*To do*. Change "named phrase" to "given phrase" in the material from the line holding "this sample: (83,313)." through the end, inclusive, and give those lines again with nothing else altered.

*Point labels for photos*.
★ ★ ★ ★ ★

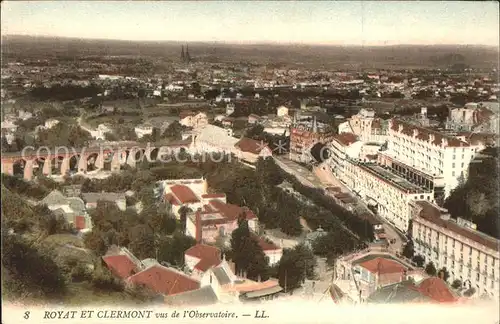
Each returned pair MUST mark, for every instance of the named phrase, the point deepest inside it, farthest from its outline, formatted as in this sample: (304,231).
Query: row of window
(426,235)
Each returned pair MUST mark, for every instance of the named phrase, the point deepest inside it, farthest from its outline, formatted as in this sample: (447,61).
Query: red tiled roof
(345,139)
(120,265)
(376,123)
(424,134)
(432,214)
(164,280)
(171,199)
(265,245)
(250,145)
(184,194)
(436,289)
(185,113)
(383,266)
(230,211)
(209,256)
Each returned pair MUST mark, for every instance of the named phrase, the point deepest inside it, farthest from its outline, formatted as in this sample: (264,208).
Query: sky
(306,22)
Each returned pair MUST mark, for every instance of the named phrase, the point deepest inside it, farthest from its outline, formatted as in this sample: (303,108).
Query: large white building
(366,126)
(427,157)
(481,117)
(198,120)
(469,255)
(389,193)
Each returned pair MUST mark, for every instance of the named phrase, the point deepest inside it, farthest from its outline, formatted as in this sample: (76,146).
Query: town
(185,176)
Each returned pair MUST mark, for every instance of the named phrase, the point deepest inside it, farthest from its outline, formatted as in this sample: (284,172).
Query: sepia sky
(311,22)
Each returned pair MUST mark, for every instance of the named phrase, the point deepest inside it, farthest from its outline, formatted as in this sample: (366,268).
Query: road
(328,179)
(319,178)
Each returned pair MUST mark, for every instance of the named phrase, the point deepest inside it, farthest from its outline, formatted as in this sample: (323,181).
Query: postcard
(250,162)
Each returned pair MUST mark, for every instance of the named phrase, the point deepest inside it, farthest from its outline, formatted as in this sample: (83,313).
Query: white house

★ ★ ★ ★ ★

*Task response*.
Each returned pair MUST mark, for every instance of the given phrase, the point deepest inside it, farthest from its outline, formatted as in this sample: (83,313).
Query: white house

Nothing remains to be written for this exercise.